> **CHALLENGE**:
Can you lay out every line of the entries below as a numbered list, leaving out any blank lines?

> **EXERCISE INPUT**:
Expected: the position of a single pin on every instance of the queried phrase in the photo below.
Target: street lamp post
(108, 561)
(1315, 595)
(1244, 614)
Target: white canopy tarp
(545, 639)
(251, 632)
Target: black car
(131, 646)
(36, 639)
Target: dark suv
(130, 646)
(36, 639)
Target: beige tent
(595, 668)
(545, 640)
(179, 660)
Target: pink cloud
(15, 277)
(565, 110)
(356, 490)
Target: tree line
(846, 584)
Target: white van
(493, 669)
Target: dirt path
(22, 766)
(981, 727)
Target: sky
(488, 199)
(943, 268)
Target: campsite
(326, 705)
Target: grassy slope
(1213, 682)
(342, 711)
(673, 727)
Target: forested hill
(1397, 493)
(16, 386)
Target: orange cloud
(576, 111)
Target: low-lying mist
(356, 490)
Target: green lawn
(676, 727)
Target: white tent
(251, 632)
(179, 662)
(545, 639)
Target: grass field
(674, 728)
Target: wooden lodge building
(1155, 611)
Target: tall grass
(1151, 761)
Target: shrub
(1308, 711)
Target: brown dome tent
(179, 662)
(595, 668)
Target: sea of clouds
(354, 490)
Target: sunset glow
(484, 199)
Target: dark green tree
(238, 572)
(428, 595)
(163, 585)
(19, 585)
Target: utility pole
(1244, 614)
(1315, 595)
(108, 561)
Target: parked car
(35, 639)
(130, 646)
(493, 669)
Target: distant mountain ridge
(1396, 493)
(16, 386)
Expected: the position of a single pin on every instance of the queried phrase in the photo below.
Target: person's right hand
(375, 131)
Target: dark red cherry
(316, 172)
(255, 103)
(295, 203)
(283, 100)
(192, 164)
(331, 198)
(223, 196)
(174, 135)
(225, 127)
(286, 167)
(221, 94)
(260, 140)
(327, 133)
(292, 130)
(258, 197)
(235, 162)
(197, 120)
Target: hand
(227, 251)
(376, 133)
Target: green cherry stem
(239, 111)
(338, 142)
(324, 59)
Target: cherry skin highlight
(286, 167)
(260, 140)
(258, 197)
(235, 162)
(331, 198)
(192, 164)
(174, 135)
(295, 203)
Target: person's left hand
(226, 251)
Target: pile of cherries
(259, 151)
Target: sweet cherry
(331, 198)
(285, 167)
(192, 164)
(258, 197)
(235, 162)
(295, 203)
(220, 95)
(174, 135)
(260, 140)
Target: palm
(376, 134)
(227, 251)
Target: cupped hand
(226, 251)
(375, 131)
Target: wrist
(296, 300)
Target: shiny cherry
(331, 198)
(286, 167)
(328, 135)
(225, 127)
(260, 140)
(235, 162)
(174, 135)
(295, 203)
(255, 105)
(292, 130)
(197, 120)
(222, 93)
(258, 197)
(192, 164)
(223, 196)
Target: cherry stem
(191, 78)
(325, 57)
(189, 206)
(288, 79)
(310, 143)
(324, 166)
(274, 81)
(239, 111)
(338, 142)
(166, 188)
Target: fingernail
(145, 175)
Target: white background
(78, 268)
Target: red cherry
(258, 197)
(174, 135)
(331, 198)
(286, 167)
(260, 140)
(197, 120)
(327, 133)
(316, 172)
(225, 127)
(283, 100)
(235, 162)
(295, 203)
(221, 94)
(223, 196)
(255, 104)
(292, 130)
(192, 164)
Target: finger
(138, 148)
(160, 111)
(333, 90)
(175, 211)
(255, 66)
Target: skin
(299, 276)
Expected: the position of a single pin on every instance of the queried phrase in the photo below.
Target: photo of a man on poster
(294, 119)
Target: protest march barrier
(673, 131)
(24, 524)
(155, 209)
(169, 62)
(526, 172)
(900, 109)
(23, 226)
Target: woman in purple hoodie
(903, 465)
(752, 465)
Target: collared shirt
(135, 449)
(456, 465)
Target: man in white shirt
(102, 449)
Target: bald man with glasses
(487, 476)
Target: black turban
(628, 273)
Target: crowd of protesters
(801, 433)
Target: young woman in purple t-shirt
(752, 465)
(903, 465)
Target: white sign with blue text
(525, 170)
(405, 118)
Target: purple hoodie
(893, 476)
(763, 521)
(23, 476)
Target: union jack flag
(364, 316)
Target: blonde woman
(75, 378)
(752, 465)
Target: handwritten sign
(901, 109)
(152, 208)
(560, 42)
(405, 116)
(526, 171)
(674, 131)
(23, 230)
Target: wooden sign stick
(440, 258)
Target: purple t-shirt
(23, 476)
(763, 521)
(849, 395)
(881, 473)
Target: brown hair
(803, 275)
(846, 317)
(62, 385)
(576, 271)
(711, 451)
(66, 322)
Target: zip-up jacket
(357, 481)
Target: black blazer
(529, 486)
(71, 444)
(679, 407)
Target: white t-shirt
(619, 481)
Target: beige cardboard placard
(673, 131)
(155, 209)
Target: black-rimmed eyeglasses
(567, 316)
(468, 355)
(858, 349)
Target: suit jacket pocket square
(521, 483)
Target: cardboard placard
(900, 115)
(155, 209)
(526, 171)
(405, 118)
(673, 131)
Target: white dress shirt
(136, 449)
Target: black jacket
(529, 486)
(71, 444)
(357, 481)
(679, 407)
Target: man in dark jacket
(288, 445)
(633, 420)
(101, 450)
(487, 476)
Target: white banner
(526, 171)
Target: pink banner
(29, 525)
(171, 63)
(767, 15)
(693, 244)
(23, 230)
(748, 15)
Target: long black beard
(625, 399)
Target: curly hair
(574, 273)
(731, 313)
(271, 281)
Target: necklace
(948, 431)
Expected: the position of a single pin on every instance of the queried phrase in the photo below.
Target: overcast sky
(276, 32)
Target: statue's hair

> **EXERCISE OUTPUT**:
1. Expected: the position of a single pin on every instance of the queried phrase in the photo below.
2. Target: street lamp post
3. (108, 561)
4. (1315, 595)
5. (1244, 614)
6. Target: white canopy tarp
7. (545, 639)
8. (251, 632)
9. Target: black car
10. (131, 646)
11. (36, 639)
12. Target: dark suv
13. (130, 646)
14. (36, 639)
15. Target: beige tent
16. (595, 668)
17. (545, 640)
18. (179, 660)
19. Target: pink cloud
20. (15, 277)
21. (565, 110)
22. (356, 490)
23. Target: tree line
24. (846, 584)
25. Target: white van
26. (493, 669)
27. Target: dirt path
28. (22, 766)
29. (981, 727)
30. Target: sky
31. (488, 199)
32. (943, 268)
33. Target: campsite
34. (326, 705)
35. Target: grassy slope
36. (1213, 682)
37. (342, 711)
38. (673, 727)
39. Target: forested hill
40. (1397, 493)
41. (16, 386)
42. Target: orange cloud
43. (576, 111)
44. Target: low-lying mist
45. (356, 490)
46. Target: green lawn
47. (676, 727)
48. Target: white tent
49. (251, 632)
50. (179, 662)
51. (545, 639)
52. Target: grass field
53. (674, 728)
54. Target: wooden lodge building
55. (1155, 611)
56. Target: tall grass
57. (1151, 761)
58. Target: shrub
59. (1308, 711)
60. Target: brown dome tent
61. (179, 662)
62. (595, 668)
63. Target: sea of clouds
64. (354, 490)
65. Target: sunset glow
66. (484, 199)
67. Target: dark green tree
68. (238, 572)
69. (428, 595)
70. (163, 585)
71. (19, 585)
72. Target: utility pole
73. (1244, 614)
74. (1315, 595)
75. (108, 561)
76. Target: parked car
77. (35, 639)
78. (130, 646)
79. (493, 669)
80. Target: distant mountain ridge
81. (1396, 493)
82. (16, 386)
83. Expected: the position of a single pin on every instance of the queried phrase in the photo below.
84. Target: person's right hand
85. (375, 131)
86. Target: dark red cherry
87. (316, 172)
88. (255, 103)
89. (295, 203)
90. (283, 100)
91. (192, 164)
92. (331, 198)
93. (223, 196)
94. (174, 135)
95. (225, 127)
96. (286, 167)
97. (221, 94)
98. (260, 140)
99. (327, 133)
100. (292, 130)
101. (258, 197)
102. (235, 162)
103. (197, 120)
104. Target: hand
105. (227, 251)
106. (376, 133)
107. Target: green cherry stem
108. (239, 111)
109. (338, 142)
110. (324, 59)
111. Target: cherry skin highlight
112. (286, 167)
113. (260, 140)
114. (258, 197)
115. (235, 162)
116. (331, 198)
117. (192, 164)
118. (174, 135)
119. (295, 203)
120. Target: person's left hand
121. (226, 251)
122. Target: pile of cherries
123. (259, 151)
124. Target: sweet cherry
125. (331, 198)
126. (285, 167)
127. (192, 164)
128. (258, 197)
129. (235, 162)
130. (295, 203)
131. (220, 95)
132. (174, 135)
133. (260, 140)
134. Target: palm
135. (376, 134)
136. (227, 251)
137. Target: cupped hand
138. (226, 251)
139. (375, 131)
140. Target: wrist
141. (296, 300)
142. Target: shiny cherry
143. (331, 198)
144. (286, 167)
145. (328, 135)
146. (225, 127)
147. (260, 140)
148. (235, 162)
149. (174, 135)
150. (295, 203)
151. (255, 105)
152. (292, 130)
153. (197, 120)
154. (222, 93)
155. (258, 197)
156. (192, 164)
157. (223, 196)
158. Target: cherry stem
159. (191, 78)
160. (325, 57)
161. (189, 206)
162. (288, 79)
163. (310, 143)
164. (324, 166)
165. (274, 81)
166. (239, 111)
167. (338, 142)
168. (166, 188)
169. Target: fingernail
170. (145, 175)
171. Target: white background
172. (78, 268)
173. Target: red cherry
174. (258, 197)
175. (174, 135)
176. (331, 198)
177. (286, 167)
178. (260, 140)
179. (197, 120)
180. (327, 133)
181. (316, 172)
182. (225, 127)
183. (283, 100)
184. (235, 162)
185. (295, 203)
186. (221, 94)
187. (223, 196)
188. (255, 104)
189. (292, 130)
190. (192, 164)
191. Target: finger
192. (138, 148)
193. (160, 111)
194. (333, 90)
195. (175, 211)
196. (255, 66)
197. Target: skin
198. (299, 276)
199. Expected: the position of a single pin on every instance of the queried phrase in the photo below.
200. Target: photo of a man on poster
201. (294, 119)
202. Target: protest march barrier
203. (673, 131)
204. (24, 524)
205. (155, 209)
206. (169, 62)
207. (526, 172)
208. (900, 109)
209. (23, 226)
210. Target: woman in purple hoodie
211. (903, 465)
212. (752, 465)
213. Target: collared shirt
214. (135, 449)
215. (456, 465)
216. Target: man in white shirt
217. (102, 449)
218. Target: bald man with glasses
219. (487, 476)
220. Target: black turban
221. (628, 273)
222. Target: crowd of protesters
223. (801, 433)
224. Target: young woman in purple t-shirt
225. (752, 465)
226. (903, 465)
227. Target: white sign with blue text
228. (525, 170)
229. (405, 118)
230. Target: purple hoodie
231. (893, 476)
232. (763, 521)
233. (23, 476)
234. Target: union jack flag
235. (364, 316)
236. Target: blonde woman
237. (75, 378)
238. (752, 465)
239. Target: handwritten sign
240. (901, 109)
241. (152, 208)
242. (560, 42)
243. (405, 116)
244. (526, 171)
245. (674, 131)
246. (23, 230)
247. Target: wooden sign stick
248. (440, 258)
249. Target: purple t-shirt
250. (23, 476)
251. (763, 521)
252. (849, 395)
253. (881, 473)
254. Target: brown hair
255. (803, 275)
256. (846, 317)
257. (62, 385)
258. (576, 271)
259. (711, 451)
260. (66, 322)
261. Target: zip-up jacket
262. (357, 481)
263. Target: black blazer
264. (529, 486)
265. (71, 444)
266. (679, 407)
267. Target: white t-shirt
268. (619, 481)
269. Target: beige cardboard placard
270. (673, 131)
271. (155, 209)
272. Target: black-rimmed eyeglasses
273. (567, 316)
274. (468, 355)
275. (858, 349)
276. Target: suit jacket pocket square
277. (521, 483)
278. Target: cardboard placard
279. (900, 115)
280. (155, 209)
281. (526, 171)
282. (405, 118)
283. (673, 131)
284. Target: white dress shirt
285. (136, 449)
286. Target: black jacket
287. (529, 486)
288. (71, 444)
289. (357, 481)
290. (679, 407)
291. Target: man in dark jacket
292. (288, 445)
293. (633, 420)
294. (101, 450)
295. (487, 476)
296. Target: white banner
297. (526, 171)
298. Target: pink banner
299. (29, 525)
300. (171, 63)
301. (767, 15)
302. (693, 244)
303. (23, 230)
304. (748, 15)
305. Target: long black beard
306. (625, 399)
307. Target: curly hair
308. (574, 273)
309. (731, 313)
310. (271, 281)
311. Target: necklace
312. (948, 431)
313. Expected: the position of a single pin on every instance of the queried phrase in the photo below.
314. Target: overcast sky
315. (276, 32)
316. Target: statue's hair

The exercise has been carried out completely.